— Start of Data for the task —
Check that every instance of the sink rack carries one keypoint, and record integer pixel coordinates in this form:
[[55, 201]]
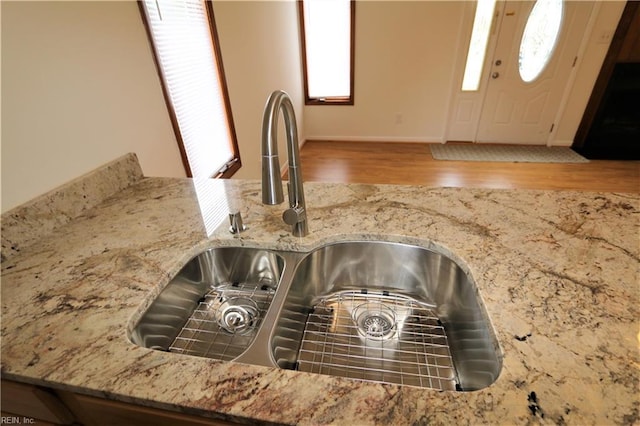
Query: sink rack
[[412, 350], [204, 333]]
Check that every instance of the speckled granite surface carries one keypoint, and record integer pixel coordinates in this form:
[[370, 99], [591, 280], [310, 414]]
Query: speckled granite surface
[[557, 271]]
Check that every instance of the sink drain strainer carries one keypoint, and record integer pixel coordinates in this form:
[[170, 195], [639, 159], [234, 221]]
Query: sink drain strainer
[[237, 314], [380, 337], [374, 320]]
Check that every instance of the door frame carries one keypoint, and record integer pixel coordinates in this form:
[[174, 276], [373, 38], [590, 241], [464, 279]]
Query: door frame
[[480, 94]]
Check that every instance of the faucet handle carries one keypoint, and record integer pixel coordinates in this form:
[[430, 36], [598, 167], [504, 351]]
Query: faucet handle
[[236, 223], [294, 215]]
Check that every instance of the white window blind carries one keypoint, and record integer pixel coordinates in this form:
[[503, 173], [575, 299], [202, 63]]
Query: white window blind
[[327, 38], [185, 53]]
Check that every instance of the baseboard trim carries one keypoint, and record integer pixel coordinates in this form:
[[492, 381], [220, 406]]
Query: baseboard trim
[[375, 139]]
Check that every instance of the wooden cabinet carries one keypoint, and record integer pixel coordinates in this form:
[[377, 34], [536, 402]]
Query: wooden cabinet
[[27, 404], [92, 411]]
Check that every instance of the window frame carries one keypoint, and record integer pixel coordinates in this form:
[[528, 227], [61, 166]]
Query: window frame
[[334, 100], [233, 165]]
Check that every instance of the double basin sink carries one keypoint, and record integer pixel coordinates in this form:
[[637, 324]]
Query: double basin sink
[[366, 310]]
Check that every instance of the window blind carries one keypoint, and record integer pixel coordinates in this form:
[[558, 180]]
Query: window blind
[[327, 47], [185, 53]]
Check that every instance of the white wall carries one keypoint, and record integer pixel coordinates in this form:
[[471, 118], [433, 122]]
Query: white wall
[[261, 53], [79, 88], [606, 21], [405, 56]]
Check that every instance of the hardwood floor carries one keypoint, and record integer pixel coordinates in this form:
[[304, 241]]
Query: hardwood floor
[[412, 163]]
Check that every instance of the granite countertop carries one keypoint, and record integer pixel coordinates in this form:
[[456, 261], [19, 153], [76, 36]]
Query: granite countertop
[[557, 272]]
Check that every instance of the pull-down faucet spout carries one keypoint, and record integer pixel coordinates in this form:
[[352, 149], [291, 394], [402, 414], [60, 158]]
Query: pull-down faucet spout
[[296, 214]]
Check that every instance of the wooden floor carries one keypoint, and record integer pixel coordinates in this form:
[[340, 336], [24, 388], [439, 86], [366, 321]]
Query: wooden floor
[[412, 163]]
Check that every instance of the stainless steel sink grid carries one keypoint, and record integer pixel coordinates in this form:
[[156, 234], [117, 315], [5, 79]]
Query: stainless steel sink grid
[[365, 310], [380, 337], [225, 322], [214, 306]]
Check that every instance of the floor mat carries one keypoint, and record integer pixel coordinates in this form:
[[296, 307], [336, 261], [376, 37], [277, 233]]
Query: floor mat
[[506, 153]]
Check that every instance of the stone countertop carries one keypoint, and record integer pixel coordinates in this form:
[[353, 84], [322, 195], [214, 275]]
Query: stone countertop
[[557, 272]]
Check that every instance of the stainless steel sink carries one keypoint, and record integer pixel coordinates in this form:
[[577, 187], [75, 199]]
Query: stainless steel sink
[[386, 312], [214, 306], [373, 311]]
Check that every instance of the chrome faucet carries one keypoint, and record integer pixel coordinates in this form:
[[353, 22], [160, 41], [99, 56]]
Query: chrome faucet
[[296, 214]]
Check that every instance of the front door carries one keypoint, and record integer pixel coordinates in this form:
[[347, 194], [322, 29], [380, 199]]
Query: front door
[[525, 90]]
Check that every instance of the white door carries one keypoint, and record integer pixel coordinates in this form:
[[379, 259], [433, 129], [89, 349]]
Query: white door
[[514, 110]]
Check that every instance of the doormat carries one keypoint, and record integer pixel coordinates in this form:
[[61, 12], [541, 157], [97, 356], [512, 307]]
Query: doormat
[[506, 153]]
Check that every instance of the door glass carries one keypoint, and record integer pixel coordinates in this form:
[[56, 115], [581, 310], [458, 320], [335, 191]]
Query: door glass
[[539, 38]]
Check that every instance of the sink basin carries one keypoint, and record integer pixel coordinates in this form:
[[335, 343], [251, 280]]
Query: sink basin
[[386, 312], [214, 306], [374, 311]]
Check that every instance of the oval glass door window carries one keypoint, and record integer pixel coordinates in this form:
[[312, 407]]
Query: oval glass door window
[[539, 38]]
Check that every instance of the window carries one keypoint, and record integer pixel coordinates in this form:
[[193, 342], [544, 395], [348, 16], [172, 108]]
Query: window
[[478, 44], [539, 38], [185, 43], [327, 33]]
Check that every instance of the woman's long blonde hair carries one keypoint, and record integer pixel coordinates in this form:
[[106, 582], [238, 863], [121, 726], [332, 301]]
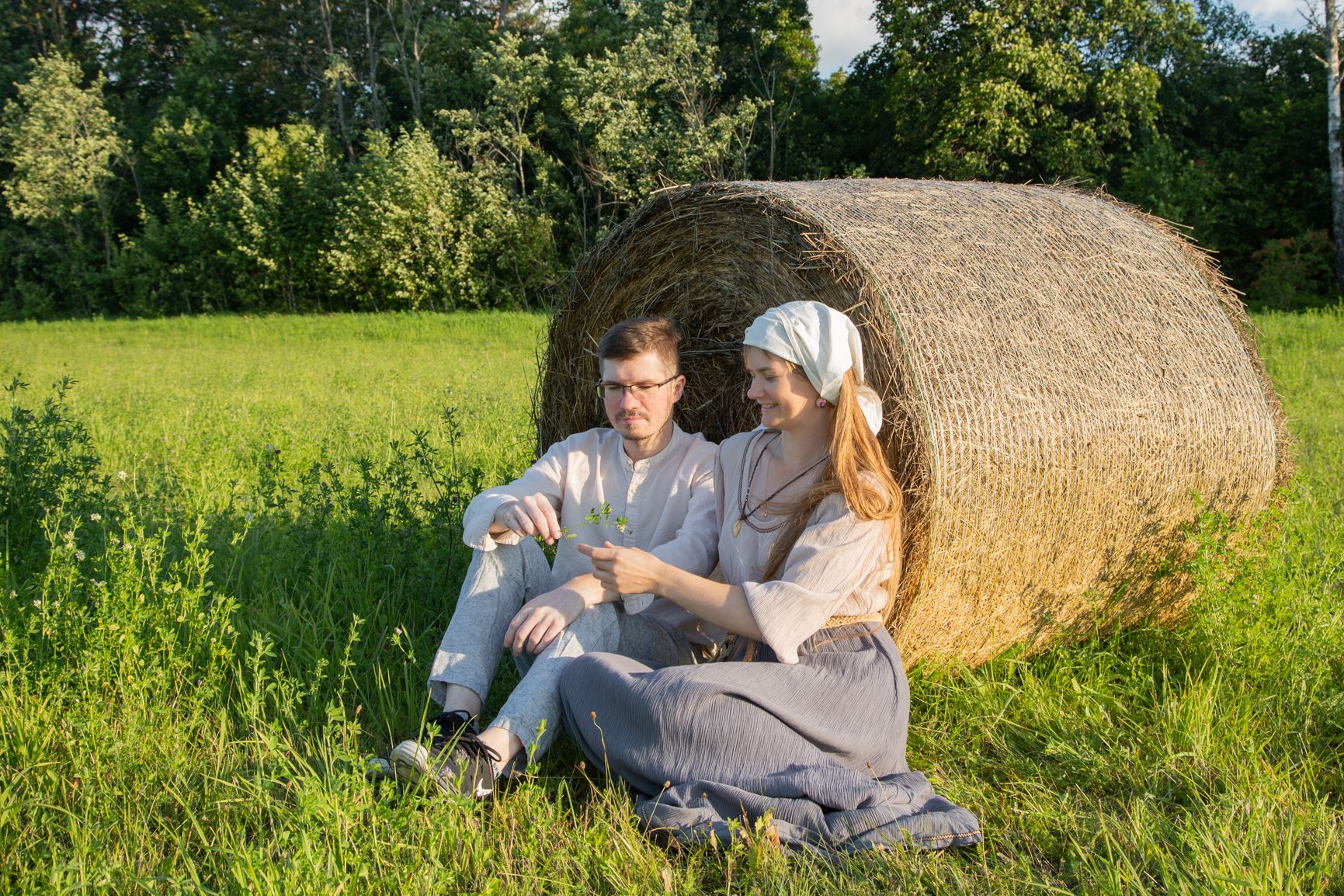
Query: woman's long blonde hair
[[859, 472]]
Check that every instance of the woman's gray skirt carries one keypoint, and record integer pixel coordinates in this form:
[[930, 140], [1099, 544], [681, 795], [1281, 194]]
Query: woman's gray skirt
[[819, 745]]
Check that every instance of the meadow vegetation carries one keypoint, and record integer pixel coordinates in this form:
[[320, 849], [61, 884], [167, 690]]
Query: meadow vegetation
[[231, 546]]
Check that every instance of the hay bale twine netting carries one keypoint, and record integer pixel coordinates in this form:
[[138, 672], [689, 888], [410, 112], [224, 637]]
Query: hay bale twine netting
[[1062, 377]]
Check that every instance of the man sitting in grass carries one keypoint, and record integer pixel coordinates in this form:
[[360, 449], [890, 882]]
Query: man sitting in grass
[[643, 482]]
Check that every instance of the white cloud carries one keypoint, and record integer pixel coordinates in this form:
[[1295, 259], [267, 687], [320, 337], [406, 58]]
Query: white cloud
[[844, 29]]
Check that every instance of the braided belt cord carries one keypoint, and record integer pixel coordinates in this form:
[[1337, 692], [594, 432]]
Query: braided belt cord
[[835, 622]]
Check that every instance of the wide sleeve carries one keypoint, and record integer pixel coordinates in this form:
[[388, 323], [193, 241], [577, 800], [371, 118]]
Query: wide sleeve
[[544, 478], [836, 555]]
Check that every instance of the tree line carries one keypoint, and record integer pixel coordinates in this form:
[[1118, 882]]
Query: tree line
[[186, 156]]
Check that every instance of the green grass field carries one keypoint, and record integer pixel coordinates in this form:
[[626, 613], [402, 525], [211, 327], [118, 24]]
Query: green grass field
[[204, 636]]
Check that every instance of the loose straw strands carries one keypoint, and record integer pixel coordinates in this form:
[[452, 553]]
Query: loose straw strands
[[1062, 377]]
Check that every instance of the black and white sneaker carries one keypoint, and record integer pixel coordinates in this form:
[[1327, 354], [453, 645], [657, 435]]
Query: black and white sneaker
[[454, 758]]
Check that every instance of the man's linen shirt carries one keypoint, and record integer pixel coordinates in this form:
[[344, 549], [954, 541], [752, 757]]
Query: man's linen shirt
[[667, 502]]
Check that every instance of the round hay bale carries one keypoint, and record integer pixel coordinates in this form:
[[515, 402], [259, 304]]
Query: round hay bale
[[1066, 380]]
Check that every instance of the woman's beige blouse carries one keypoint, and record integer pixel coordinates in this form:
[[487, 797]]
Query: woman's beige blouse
[[836, 567]]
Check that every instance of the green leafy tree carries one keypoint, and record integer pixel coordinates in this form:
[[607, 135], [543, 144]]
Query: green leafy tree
[[268, 215], [1241, 152], [766, 53], [648, 113], [418, 231], [1020, 90], [61, 144]]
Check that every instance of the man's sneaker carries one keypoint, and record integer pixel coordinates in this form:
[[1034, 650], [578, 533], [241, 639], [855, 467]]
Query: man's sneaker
[[454, 759]]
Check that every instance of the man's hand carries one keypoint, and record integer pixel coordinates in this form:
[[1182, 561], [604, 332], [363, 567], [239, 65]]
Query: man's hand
[[625, 570], [531, 515], [542, 620]]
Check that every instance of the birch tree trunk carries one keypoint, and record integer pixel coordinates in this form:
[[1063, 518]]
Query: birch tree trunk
[[1332, 130]]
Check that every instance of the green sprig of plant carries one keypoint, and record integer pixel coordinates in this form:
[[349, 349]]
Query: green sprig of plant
[[596, 516]]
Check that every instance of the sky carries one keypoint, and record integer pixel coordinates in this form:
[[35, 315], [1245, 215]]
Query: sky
[[844, 29]]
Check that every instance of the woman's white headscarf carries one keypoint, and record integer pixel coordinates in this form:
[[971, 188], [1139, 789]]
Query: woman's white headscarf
[[820, 340]]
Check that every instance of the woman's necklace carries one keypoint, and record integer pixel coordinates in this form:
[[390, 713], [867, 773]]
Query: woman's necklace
[[745, 489]]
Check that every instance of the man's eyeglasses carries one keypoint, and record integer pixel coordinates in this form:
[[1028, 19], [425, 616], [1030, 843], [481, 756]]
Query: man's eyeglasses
[[609, 391]]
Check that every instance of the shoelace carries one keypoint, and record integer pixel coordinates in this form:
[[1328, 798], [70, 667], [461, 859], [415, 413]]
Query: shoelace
[[450, 724], [454, 728]]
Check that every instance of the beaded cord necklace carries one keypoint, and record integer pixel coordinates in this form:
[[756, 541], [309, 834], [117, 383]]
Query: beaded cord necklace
[[745, 488]]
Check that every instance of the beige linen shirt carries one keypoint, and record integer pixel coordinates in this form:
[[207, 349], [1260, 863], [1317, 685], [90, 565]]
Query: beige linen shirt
[[836, 567], [667, 502]]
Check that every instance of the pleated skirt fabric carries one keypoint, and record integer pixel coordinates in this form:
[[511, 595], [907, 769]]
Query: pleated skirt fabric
[[819, 745]]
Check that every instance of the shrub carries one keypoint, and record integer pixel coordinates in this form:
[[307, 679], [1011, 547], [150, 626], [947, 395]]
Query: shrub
[[1294, 273]]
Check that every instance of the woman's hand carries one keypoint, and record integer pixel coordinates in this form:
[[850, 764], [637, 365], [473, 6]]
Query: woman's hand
[[625, 570], [542, 620]]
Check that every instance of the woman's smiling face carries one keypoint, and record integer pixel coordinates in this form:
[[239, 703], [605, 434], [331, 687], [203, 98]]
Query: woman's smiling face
[[779, 388]]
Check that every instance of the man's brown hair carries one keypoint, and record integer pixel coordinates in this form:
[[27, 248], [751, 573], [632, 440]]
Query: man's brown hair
[[640, 336]]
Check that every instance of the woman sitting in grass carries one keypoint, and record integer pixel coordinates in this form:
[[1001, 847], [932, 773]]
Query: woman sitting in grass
[[807, 721]]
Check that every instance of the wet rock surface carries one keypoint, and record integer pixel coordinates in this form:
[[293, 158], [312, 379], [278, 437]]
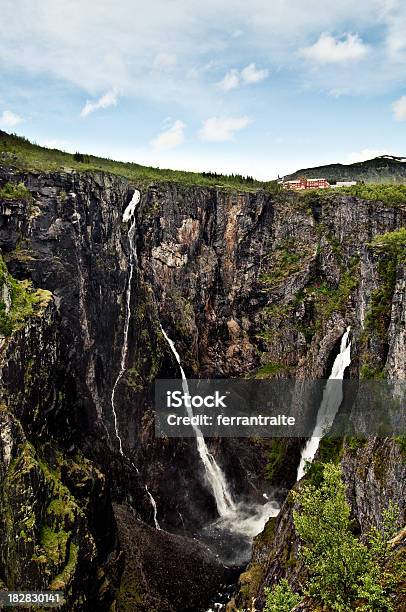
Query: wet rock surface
[[246, 284]]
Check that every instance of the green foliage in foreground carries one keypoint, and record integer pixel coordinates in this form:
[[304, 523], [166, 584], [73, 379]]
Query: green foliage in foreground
[[391, 243], [281, 598], [18, 301], [10, 191], [30, 156], [344, 573]]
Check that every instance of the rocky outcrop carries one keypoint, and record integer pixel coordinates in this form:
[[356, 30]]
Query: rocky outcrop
[[246, 284]]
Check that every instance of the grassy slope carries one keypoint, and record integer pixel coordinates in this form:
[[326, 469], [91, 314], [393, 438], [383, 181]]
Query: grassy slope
[[32, 157], [378, 170]]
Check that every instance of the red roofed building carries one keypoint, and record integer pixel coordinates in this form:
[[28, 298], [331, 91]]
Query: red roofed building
[[304, 183]]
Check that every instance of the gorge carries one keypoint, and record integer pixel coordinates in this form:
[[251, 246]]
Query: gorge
[[141, 280]]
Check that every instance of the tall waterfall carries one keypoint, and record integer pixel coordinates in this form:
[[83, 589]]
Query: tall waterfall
[[224, 501], [129, 216], [153, 504], [332, 398]]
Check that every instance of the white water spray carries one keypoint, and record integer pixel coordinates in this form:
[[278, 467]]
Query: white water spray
[[246, 519], [129, 216], [332, 398], [215, 476]]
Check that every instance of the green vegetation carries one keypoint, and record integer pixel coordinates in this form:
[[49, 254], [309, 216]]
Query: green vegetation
[[391, 195], [281, 598], [10, 191], [288, 257], [268, 370], [391, 243], [326, 299], [377, 170], [330, 451], [401, 442], [344, 573], [391, 251], [18, 301], [29, 156]]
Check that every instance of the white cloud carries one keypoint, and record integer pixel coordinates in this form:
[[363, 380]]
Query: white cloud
[[363, 155], [171, 137], [119, 47], [399, 109], [217, 129], [231, 80], [165, 61], [330, 50], [9, 119], [250, 74], [108, 99], [247, 76]]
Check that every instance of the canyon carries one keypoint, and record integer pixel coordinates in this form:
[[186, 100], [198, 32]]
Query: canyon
[[148, 280]]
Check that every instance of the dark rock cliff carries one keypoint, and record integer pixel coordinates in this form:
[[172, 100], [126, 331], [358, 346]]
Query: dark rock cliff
[[246, 284]]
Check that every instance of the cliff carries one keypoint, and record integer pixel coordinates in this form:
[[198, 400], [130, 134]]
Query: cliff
[[247, 283]]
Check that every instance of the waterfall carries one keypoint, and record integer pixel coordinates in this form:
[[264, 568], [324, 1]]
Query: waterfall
[[127, 216], [332, 398], [153, 504], [224, 501]]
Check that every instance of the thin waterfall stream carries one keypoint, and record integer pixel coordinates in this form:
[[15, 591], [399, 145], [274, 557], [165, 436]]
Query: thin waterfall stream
[[332, 398], [245, 520], [129, 217]]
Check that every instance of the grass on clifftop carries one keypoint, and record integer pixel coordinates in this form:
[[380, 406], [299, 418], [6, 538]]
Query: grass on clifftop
[[28, 156], [390, 195]]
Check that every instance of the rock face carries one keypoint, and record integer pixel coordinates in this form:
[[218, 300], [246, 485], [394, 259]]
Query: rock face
[[245, 284]]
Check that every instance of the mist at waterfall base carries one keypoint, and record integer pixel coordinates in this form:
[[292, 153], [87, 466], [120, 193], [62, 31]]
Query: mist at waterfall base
[[230, 536]]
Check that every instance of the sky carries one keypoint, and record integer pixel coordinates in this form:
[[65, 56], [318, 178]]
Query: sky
[[260, 88]]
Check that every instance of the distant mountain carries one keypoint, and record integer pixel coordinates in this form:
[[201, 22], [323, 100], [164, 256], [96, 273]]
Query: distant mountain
[[383, 169]]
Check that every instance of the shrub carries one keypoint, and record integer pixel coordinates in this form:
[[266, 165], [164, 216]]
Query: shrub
[[343, 571], [281, 598], [10, 191]]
— End of Data for the task —
§ **Exercise requirements**: Reproduce the lines starting with the one containing "Check that every instance of the woman's smiling" and going on through the one containing "[[640, 336]]", swapping "man's brown hair" for "man's dark hair" and changing nothing else.

§ **Exercise solution**:
Check that every instance of the woman's smiling face carries one keypoint, and record integer pixel coordinates in this form:
[[239, 703], [605, 434], [331, 687], [203, 98]]
Query: woman's smiling face
[[779, 388]]
Check that every instance of the man's dark hair carries one keypoint, and record integer pixel coordinates in this form:
[[27, 248], [751, 573], [632, 440]]
Query: man's dark hair
[[640, 336]]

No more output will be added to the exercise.